[start Task input]

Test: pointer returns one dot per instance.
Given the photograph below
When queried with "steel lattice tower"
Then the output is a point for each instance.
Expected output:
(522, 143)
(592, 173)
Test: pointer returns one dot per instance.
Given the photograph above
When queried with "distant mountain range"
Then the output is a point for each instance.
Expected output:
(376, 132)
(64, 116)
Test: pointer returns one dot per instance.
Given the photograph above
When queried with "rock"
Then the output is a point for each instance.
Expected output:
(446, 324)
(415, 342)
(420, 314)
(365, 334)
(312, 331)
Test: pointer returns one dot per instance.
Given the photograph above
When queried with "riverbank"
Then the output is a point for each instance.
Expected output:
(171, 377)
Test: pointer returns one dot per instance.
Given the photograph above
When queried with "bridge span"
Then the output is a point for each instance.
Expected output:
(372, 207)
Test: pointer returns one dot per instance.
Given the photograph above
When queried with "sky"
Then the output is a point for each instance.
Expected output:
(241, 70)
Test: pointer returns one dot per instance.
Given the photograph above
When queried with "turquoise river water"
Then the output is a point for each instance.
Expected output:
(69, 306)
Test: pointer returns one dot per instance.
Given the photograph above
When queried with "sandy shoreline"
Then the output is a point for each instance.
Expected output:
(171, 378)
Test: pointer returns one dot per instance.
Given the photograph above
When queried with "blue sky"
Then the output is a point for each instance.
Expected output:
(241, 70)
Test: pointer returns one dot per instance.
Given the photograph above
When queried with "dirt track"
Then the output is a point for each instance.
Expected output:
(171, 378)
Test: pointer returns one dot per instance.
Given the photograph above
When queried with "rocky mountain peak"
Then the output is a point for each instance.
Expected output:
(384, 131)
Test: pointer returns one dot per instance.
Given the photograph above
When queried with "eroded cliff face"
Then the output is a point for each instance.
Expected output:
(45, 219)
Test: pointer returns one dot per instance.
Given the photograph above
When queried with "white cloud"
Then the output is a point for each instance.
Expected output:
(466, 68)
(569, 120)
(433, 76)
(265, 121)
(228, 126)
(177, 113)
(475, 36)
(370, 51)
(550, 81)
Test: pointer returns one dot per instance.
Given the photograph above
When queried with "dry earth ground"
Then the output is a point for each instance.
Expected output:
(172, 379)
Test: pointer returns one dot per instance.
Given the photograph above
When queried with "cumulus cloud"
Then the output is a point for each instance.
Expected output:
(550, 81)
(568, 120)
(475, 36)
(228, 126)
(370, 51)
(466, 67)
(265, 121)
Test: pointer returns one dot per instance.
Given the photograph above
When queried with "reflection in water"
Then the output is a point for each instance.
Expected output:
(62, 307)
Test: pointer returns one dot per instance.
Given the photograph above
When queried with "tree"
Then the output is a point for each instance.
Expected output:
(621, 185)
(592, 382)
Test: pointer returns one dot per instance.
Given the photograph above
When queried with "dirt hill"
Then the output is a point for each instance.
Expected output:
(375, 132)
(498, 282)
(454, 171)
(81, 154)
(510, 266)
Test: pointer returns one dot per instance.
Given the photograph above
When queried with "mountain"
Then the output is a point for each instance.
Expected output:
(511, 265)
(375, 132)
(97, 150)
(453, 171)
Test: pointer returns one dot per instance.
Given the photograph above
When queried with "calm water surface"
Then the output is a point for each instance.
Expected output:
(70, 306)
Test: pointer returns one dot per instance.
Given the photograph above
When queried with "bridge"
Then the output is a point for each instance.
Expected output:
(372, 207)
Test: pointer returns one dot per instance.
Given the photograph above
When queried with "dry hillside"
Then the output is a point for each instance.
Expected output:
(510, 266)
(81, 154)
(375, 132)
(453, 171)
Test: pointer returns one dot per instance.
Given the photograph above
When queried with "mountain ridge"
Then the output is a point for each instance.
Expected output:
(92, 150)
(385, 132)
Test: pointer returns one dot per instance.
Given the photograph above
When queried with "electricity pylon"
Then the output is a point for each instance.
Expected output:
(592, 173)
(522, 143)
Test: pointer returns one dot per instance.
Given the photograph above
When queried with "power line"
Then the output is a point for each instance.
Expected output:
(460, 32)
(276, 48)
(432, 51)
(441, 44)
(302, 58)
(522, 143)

[end Task input]

#### Task goal
Copy out the whole listing exactly; please set it all down.

#### Solution
Test: pointer returns one dot per instance.
Given the photograph below
When queried with "steel lattice tower"
Then the output is a point for each instance.
Expected output:
(522, 143)
(592, 173)
Test: pointer returns one dot per instance.
Given the photograph above
When queried with "distant mountain range"
Then the output is a point for each instance.
Expected output:
(376, 132)
(64, 116)
Test: pointer returns one dot per instance.
Given the photograph above
When queried with "rock"
Then the output is a point for each instance.
Expected output:
(446, 324)
(415, 342)
(420, 314)
(365, 334)
(312, 331)
Test: pointer returns one dot per instance.
Given the photograph above
When queried with "riverbank"
Then the output is a point for each instance.
Expected output:
(171, 377)
Test: pointer returns one dot per instance.
Given the photograph above
When queried with "bridge span"
Then the output is a point for each instance.
Expected output:
(372, 207)
Test: pointer returns one dot per instance.
Given the photograph above
When queried with "sky"
Then the output is a point for each instance.
Expected output:
(241, 70)
Test: pointer returns one dot per instance.
Given the photograph above
When queried with "turquoise river water"
Then the output is a point for each instance.
Expected output:
(69, 306)
Test: pointer returns one dot per instance.
Given the photograph above
When queried with "sandy shoreline"
Then the output is a point for each instance.
Expected output:
(171, 378)
Test: pointer returns one dot per instance.
Given the photograph above
When queried with "blue sky"
Then the output is a point for each instance.
Expected output:
(241, 70)
Test: pointer returns one dot per instance.
Given the photograph above
When queried with "dirt track"
Then the output is a point for each instance.
Expected output:
(171, 378)
Test: pointer returns one dot per instance.
Given the photograph above
When queried with "rocky mountain peak"
Then the output is a point for each instance.
Expected output:
(384, 131)
Test: pointer returns one dot per instance.
Given the photograph above
When queried with "eroded cliff face"
Then the output is a point for each instance.
Expected output:
(45, 219)
Test: pointer returns one dot per instance.
Given the photograph above
When queried with "white cloud"
Then the output is a point for each instance.
Expected output:
(466, 68)
(569, 120)
(433, 76)
(265, 121)
(228, 126)
(177, 113)
(475, 36)
(370, 51)
(550, 81)
Test: pointer returns one dot per instance.
Given the photograph above
When queried with "dry earth ground"
Then the output is a point for each instance.
Expected output:
(172, 379)
Test: pointer returns one dot per instance.
Given the photograph above
When queried with "cumulus cloud"
Then the output is a point for each instance.
Expected output:
(550, 81)
(568, 120)
(475, 36)
(228, 126)
(370, 51)
(466, 67)
(265, 121)
Test: pointer returns one dot per instance.
Given the photograph above
When queried with "reflection in water"
Then the output is a point for each instance.
Expected output:
(62, 307)
Test: pointer returns one dot per instance.
Given the photograph above
When queried with "tree"
Then the output is a point for each instance.
Expected output:
(621, 185)
(592, 382)
Test: pointer returns one dot per instance.
Given the photograph above
When queried with "dirt hill"
Then the output is a point for each instance.
Expected output:
(375, 132)
(498, 282)
(454, 171)
(81, 154)
(510, 266)
Test: pointer returns one dot per instance.
Given the photograph above
When queried with "mountain"
Then the output is a point for each instance.
Expected output:
(511, 265)
(375, 132)
(97, 150)
(453, 171)
Test: pointer returns one dot per instance.
Given the photograph above
When queried with "calm water surface"
Then the output is a point for each instance.
Expected output:
(70, 306)
Test: pointer returns one dot per instance.
Given the photograph above
When queried with "bridge"
Then the output is a point for each instance.
Expected output:
(372, 207)
Test: pointer returns one dot per instance.
Given the photograph above
When queried with "dry hillside"
Then the output is a point for each instance.
Expected output:
(510, 266)
(81, 154)
(375, 132)
(453, 171)
Test: pointer returns one dot per instance.
Given the photograph above
When queried with "mountain ridge"
Then the output is a point for each instance.
Expected output:
(92, 150)
(385, 132)
Test: pointer returns one dot per instance.
Given the photograph above
When queried with "electricity pylon"
Then the output is a point for each instance.
Expected output:
(592, 173)
(522, 143)
Test: pointer returns one dot per instance.
Given the photograph above
When queried with "power line"
Then the output is a point for each instance.
Expected output:
(460, 32)
(276, 48)
(432, 51)
(441, 44)
(302, 58)
(522, 143)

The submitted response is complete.